--- start ---
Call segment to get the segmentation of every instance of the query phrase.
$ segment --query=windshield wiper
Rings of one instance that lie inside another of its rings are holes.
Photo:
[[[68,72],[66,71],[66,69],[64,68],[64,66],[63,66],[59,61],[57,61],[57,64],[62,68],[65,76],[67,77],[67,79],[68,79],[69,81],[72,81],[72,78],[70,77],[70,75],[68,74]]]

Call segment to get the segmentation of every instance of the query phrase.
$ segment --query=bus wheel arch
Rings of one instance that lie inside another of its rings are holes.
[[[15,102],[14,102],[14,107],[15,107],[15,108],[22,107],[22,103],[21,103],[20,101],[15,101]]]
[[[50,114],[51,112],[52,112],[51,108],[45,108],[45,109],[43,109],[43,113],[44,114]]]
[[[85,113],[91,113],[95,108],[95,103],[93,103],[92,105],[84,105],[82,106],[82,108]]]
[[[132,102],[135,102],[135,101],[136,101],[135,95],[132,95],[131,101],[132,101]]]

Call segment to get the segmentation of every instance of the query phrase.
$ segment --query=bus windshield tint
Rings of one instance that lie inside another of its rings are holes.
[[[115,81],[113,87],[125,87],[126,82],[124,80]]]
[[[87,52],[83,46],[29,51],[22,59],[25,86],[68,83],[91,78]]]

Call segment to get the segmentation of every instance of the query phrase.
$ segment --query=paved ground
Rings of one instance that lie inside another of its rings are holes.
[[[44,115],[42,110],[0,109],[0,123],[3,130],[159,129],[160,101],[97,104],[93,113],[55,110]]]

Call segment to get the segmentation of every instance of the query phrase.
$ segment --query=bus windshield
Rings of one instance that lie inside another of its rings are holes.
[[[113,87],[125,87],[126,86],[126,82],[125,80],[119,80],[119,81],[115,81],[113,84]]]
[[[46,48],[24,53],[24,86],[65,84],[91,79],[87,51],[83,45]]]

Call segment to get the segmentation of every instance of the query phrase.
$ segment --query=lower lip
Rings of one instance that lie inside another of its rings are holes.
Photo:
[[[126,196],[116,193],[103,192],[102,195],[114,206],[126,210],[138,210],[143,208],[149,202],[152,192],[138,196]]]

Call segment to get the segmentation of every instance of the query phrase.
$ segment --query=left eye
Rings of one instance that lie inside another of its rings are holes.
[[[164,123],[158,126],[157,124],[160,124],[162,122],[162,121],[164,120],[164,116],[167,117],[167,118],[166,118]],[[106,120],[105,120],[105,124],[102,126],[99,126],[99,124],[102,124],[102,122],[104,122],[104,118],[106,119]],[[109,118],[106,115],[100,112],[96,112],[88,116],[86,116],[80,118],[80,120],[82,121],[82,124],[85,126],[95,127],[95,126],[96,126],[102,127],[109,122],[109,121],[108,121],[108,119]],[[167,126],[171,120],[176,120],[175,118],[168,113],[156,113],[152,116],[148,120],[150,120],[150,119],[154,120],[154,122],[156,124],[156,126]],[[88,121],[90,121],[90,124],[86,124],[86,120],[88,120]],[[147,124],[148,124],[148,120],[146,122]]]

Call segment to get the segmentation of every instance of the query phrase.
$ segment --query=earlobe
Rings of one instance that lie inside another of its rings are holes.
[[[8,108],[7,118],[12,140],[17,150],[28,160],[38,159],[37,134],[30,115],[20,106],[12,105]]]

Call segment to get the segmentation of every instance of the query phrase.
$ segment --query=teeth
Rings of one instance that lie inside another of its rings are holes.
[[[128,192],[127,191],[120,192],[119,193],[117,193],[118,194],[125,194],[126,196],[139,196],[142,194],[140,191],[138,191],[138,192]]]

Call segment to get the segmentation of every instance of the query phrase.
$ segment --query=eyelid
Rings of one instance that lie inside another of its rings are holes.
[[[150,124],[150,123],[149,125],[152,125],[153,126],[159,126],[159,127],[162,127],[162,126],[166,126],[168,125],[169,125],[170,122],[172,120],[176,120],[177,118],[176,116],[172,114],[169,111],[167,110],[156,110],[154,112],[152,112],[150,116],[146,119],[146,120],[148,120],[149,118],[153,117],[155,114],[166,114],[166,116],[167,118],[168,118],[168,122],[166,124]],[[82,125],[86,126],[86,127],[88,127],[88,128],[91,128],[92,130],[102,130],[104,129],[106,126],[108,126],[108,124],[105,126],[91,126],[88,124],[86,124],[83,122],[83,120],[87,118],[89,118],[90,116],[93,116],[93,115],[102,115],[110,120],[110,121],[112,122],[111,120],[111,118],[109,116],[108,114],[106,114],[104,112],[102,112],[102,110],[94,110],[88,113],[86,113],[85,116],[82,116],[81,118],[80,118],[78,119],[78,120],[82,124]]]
--- end ---
■ Instructions to follow
Write an exact transcription of every entry above.

■ Result
Call segment to get the segmentation of every instance of the query phrase.
$ segment --query=windshield wiper
Rings of one instance that lie inside another of its rings are holes.
Photo:
[[[68,72],[66,71],[66,69],[64,68],[64,66],[63,66],[59,61],[57,61],[57,64],[62,68],[65,76],[67,77],[67,79],[68,79],[69,81],[72,81],[72,78],[70,77],[70,75],[68,74]]]

Call segment to get the segmentation of every instance of the query phrase.
$ segment --query=bus wheel arch
Rings of one instance that lie inside another of its rings are holes.
[[[15,102],[14,102],[14,107],[15,107],[15,108],[22,107],[22,103],[21,103],[20,101],[15,101]]]
[[[50,114],[51,112],[52,112],[51,108],[45,108],[45,109],[43,109],[43,113],[44,114]]]
[[[85,113],[91,113],[95,108],[95,103],[93,103],[92,105],[84,105],[82,106],[82,108]]]
[[[132,102],[135,102],[135,101],[136,101],[135,95],[132,95],[131,101],[132,101]]]

Call segment to get the segmentation of every instance of the query phrase.
$ segment --query=bus windshield tint
Rings of one instance that lie inside another of its rings are holes.
[[[115,81],[113,87],[125,87],[126,82],[124,80]]]
[[[87,52],[83,46],[29,51],[22,59],[25,86],[68,83],[91,78]]]

Call segment to get the segmentation of every instance of the query phrase.
$ segment --query=paved ground
Rings of one instance that lie inside another of its rings are holes.
[[[44,115],[42,110],[0,109],[0,123],[3,130],[159,129],[160,101],[97,104],[93,113],[55,110]]]

Call segment to get the segmentation of every instance of the query phrase.
$ segment --query=bus windshield
Rings of one instance that lie inside another of its rings are holes.
[[[113,87],[125,87],[126,86],[126,82],[125,80],[119,80],[119,81],[115,81],[113,84]]]
[[[46,48],[24,53],[24,86],[65,84],[91,79],[87,51],[83,45]]]

Call segment to get the segmentation of every instance of the query phrase.
$ segment --query=lower lip
Rings of one instance that lie inside another of its rings are holes.
Photo:
[[[126,196],[116,193],[103,192],[102,195],[114,206],[126,210],[138,210],[143,208],[149,202],[152,192],[138,196]]]

Call segment to get the segmentation of every instance of the query phrase.
$ segment --query=left eye
Rings of one instance that lie inside another of its rings are holes.
[[[164,123],[158,126],[157,124],[160,124],[162,122],[162,121],[164,120],[164,116],[167,117],[167,118],[166,118]],[[106,120],[105,120],[105,124],[102,126],[99,126],[99,124],[102,124],[102,122],[104,122],[104,118],[106,119]],[[109,118],[106,115],[100,112],[96,112],[88,116],[86,116],[80,118],[80,120],[82,121],[82,124],[85,126],[95,127],[95,126],[96,126],[102,127],[109,122],[109,121],[108,121],[108,119]],[[167,126],[171,120],[176,120],[175,118],[168,113],[156,113],[152,116],[148,120],[150,120],[150,119],[154,120],[154,122],[156,124],[156,126]],[[88,121],[90,121],[90,124],[86,124],[86,120],[88,120]],[[147,124],[148,124],[148,120],[146,122]]]

Call segment to get the segmentation of every instance of the query phrase.
$ segment --query=earlobe
Rings of one instance that lie inside another of its rings are holes.
[[[8,108],[7,118],[12,140],[17,150],[28,160],[38,159],[37,134],[30,115],[20,106],[12,105]]]

Call segment to get the segmentation of every instance of the query phrase.
$ segment --query=teeth
Rings of one instance that lie inside another of its rings are holes.
[[[128,192],[127,191],[120,192],[119,193],[117,193],[118,194],[125,194],[126,196],[139,196],[142,194],[140,191],[138,191],[138,192]]]

Call segment to get the segmentation of every instance of the query phrase.
$ segment --query=eyelid
Rings of one instance that lie inside another of its rings are holes.
[[[150,124],[150,123],[149,125],[152,125],[153,126],[159,126],[159,127],[162,127],[162,126],[166,126],[168,125],[169,125],[170,122],[172,120],[176,120],[177,118],[176,116],[172,114],[169,111],[167,110],[156,110],[154,112],[152,112],[150,116],[146,119],[146,120],[148,120],[149,118],[153,117],[155,114],[166,114],[166,116],[167,118],[168,118],[168,122],[166,124]],[[82,125],[86,126],[86,127],[88,127],[88,128],[91,128],[92,130],[102,130],[104,129],[106,126],[108,126],[108,124],[105,126],[91,126],[88,124],[86,124],[83,122],[83,120],[87,118],[89,118],[90,116],[93,116],[93,115],[102,115],[110,120],[110,121],[112,122],[111,120],[111,118],[109,116],[108,114],[106,114],[104,112],[102,112],[102,110],[94,110],[88,113],[86,113],[85,116],[82,116],[81,118],[80,118],[78,119],[78,120],[82,124]]]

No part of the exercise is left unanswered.